Activity: Nothing in the entries may change when they are transcribed.

::::

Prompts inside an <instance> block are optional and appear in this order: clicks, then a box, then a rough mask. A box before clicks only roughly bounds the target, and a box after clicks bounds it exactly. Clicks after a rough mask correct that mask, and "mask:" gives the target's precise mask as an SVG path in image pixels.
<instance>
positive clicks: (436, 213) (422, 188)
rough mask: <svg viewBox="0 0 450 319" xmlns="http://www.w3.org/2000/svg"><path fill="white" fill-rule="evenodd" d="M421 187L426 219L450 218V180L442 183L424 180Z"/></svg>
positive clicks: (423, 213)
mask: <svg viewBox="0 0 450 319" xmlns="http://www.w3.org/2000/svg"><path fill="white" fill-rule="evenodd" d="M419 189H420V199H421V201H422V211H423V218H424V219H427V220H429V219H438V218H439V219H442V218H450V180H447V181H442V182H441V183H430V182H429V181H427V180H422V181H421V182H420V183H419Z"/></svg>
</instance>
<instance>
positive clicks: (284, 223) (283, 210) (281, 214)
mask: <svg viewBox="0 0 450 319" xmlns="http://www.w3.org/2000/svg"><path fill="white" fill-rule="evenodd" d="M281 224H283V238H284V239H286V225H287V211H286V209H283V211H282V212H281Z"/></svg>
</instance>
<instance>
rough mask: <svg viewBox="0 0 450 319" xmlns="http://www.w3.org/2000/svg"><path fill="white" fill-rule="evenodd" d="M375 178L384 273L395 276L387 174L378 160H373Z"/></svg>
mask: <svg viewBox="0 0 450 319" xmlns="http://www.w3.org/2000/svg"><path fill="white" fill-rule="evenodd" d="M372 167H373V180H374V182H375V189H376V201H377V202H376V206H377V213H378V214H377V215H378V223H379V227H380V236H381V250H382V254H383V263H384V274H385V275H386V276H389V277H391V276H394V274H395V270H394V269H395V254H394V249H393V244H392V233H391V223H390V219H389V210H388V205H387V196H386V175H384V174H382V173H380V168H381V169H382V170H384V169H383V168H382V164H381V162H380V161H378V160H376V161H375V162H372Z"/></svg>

::::

Written response:
Prompts inside an <instance> block are optional and appear in this order: clicks, then a box, then a rough mask. A box before clicks only roughly bounds the target, and a box after clicks bounds it exactly. Clicks after a rough mask correct that mask, and "mask:" gives the target's precise mask as an SVG path in image pixels.
<instance>
positive clicks: (436, 213) (422, 188)
rough mask: <svg viewBox="0 0 450 319" xmlns="http://www.w3.org/2000/svg"><path fill="white" fill-rule="evenodd" d="M421 187L426 219L450 218V180L442 183L424 180Z"/></svg>
positive clicks: (423, 213)
mask: <svg viewBox="0 0 450 319" xmlns="http://www.w3.org/2000/svg"><path fill="white" fill-rule="evenodd" d="M419 189H420V199H421V201H422V211H423V218H424V219H427V220H429V219H438V218H439V219H442V218H450V180H447V181H442V182H441V183H430V182H429V181H427V180H422V181H421V182H420V183H419Z"/></svg>
</instance>
<instance>
positive clicks: (284, 223) (283, 210) (281, 214)
mask: <svg viewBox="0 0 450 319" xmlns="http://www.w3.org/2000/svg"><path fill="white" fill-rule="evenodd" d="M281 224H283V238H284V239H286V225H287V211H286V209H283V211H282V212H281Z"/></svg>
</instance>
<instance>
rough mask: <svg viewBox="0 0 450 319" xmlns="http://www.w3.org/2000/svg"><path fill="white" fill-rule="evenodd" d="M375 178L384 273L395 276L387 174L378 160H373Z"/></svg>
mask: <svg viewBox="0 0 450 319" xmlns="http://www.w3.org/2000/svg"><path fill="white" fill-rule="evenodd" d="M372 167H373V180H374V182H375V189H376V201H377V202H376V206H377V213H378V214H377V215H378V223H379V227H380V236H381V250H382V254H383V263H384V274H385V275H386V276H389V277H391V276H394V274H395V270H394V269H395V254H394V249H393V244H392V233H391V223H390V219H389V210H388V205H387V196H386V175H384V174H382V173H380V168H381V169H382V170H384V169H383V168H382V164H381V162H380V161H378V160H376V161H375V162H372Z"/></svg>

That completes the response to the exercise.